##### INFORMATION PROVIDED

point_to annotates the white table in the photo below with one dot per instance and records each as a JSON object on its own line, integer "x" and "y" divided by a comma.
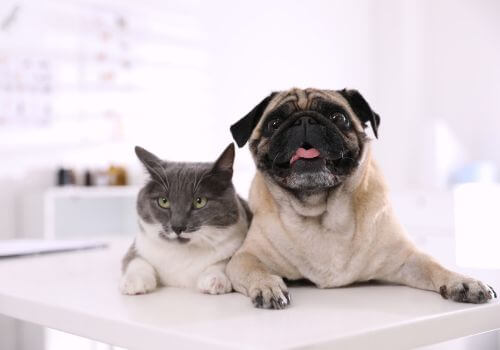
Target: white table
{"x": 77, "y": 293}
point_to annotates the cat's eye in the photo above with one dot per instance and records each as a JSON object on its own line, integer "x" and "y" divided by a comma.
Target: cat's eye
{"x": 200, "y": 202}
{"x": 163, "y": 202}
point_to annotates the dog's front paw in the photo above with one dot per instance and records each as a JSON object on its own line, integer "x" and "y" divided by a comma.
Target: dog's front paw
{"x": 269, "y": 292}
{"x": 467, "y": 291}
{"x": 136, "y": 283}
{"x": 214, "y": 283}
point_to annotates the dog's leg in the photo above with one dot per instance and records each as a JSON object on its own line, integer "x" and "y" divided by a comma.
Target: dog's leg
{"x": 421, "y": 271}
{"x": 250, "y": 277}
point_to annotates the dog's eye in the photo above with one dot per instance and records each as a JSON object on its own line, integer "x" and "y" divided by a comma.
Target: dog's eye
{"x": 274, "y": 124}
{"x": 340, "y": 120}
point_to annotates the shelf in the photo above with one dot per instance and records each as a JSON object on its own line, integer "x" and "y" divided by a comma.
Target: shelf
{"x": 92, "y": 192}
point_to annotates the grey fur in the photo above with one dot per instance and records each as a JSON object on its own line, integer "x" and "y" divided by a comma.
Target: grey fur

##########

> [ACTIVITY]:
Give back only the lines from the one containing "point_to annotates the grey" through the final line of the entries above, exactly as written, both included.

> [RESULT OF THE TASK]:
point_to annotates the grey fur in the photo above with one dot per instance and records each as a JSON object on its own line, integer "x" and "y" divided by a comma.
Target: grey fur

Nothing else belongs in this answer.